(Input data)

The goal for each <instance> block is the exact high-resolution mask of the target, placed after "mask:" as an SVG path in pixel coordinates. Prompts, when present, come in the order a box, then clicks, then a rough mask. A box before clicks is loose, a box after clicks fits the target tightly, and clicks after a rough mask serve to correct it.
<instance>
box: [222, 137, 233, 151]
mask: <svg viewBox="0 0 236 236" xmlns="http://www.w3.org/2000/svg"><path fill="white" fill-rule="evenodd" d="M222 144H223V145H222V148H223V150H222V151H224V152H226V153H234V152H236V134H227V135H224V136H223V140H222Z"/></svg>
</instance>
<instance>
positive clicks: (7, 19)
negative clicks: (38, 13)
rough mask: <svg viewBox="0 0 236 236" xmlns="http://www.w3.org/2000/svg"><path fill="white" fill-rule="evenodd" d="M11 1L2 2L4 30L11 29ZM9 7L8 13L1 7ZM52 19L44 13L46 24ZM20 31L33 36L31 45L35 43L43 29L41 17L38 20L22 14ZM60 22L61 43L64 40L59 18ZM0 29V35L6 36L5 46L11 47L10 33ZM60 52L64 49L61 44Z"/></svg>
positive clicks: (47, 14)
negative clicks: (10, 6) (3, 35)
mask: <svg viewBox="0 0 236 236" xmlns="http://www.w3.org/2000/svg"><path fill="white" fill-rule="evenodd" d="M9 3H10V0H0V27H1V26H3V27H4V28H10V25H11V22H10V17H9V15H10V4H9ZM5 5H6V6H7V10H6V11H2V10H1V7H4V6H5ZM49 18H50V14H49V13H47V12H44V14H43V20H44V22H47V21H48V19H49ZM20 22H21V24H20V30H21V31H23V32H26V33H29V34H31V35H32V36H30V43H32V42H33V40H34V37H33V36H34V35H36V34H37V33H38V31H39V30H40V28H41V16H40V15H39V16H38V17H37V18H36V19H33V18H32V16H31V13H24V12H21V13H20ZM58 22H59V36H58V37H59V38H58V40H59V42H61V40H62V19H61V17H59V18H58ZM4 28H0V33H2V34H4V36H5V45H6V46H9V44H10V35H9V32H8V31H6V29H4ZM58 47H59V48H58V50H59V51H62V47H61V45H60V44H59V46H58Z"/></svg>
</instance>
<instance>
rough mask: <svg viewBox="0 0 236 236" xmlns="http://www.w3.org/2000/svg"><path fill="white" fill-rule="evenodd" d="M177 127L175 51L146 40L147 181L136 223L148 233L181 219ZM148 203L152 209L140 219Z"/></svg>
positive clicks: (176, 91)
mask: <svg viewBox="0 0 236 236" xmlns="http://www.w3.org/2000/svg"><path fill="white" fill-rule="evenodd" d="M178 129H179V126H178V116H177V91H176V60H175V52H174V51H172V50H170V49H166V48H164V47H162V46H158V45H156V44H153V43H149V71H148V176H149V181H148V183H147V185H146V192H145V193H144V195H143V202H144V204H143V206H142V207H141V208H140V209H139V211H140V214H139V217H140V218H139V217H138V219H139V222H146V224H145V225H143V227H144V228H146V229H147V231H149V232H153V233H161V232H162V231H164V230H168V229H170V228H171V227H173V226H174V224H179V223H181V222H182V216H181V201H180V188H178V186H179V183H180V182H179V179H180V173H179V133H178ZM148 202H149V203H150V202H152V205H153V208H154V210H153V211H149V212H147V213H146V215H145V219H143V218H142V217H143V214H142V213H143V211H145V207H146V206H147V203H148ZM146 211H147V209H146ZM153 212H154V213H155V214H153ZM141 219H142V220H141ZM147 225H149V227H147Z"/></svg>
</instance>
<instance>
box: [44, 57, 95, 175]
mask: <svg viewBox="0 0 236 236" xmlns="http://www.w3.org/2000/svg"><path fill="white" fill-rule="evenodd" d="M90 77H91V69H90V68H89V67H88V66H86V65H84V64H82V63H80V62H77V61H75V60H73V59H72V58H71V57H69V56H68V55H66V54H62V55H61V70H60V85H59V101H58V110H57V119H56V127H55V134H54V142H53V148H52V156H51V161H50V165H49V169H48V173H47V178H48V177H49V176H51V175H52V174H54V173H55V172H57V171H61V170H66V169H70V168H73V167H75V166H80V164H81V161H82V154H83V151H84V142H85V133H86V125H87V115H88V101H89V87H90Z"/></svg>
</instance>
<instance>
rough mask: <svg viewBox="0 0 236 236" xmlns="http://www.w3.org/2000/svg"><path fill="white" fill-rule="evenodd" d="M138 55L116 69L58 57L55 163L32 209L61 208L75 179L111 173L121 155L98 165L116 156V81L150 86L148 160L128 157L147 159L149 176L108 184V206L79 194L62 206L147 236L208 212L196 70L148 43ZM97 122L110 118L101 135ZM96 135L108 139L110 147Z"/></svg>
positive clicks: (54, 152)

(End Input data)

| Task brief |
Scan the records above. Return every line with "rough" in it.

| Response to the task |
The goal for each <instance> block is the exact high-resolution mask of the target, placed after "mask:" as an SVG path in pixel coordinates. Prompts, when present, come in the order a box, then clicks, then a rough mask. A box before clicks is loose, a box after clicks fits the target tightly, and clicks after a rough mask serve to correct it.
rough mask: <svg viewBox="0 0 236 236" xmlns="http://www.w3.org/2000/svg"><path fill="white" fill-rule="evenodd" d="M11 1L2 2L4 30L11 29ZM9 7L8 13L1 7ZM52 19L44 13L46 24ZM20 31L33 36L31 45L35 43L43 29L41 17L38 20L22 14ZM60 22L61 43L64 40L59 18ZM0 29V35L6 36L5 46L11 47L10 33ZM60 52L64 49L61 44Z"/></svg>
rough mask: <svg viewBox="0 0 236 236" xmlns="http://www.w3.org/2000/svg"><path fill="white" fill-rule="evenodd" d="M177 127L175 51L146 40L147 181L136 223L148 233L181 219ZM148 203L152 209L140 219Z"/></svg>
rough mask: <svg viewBox="0 0 236 236" xmlns="http://www.w3.org/2000/svg"><path fill="white" fill-rule="evenodd" d="M138 55L116 69L58 57L55 163L32 209L61 208L75 179L111 173L121 155L98 165L116 156V81L150 86L148 160L128 157L147 159L149 176L108 184V206L79 194L62 206L147 236L208 212L196 70L148 43ZM97 122L110 118L101 135ZM96 135L108 139L110 147Z"/></svg>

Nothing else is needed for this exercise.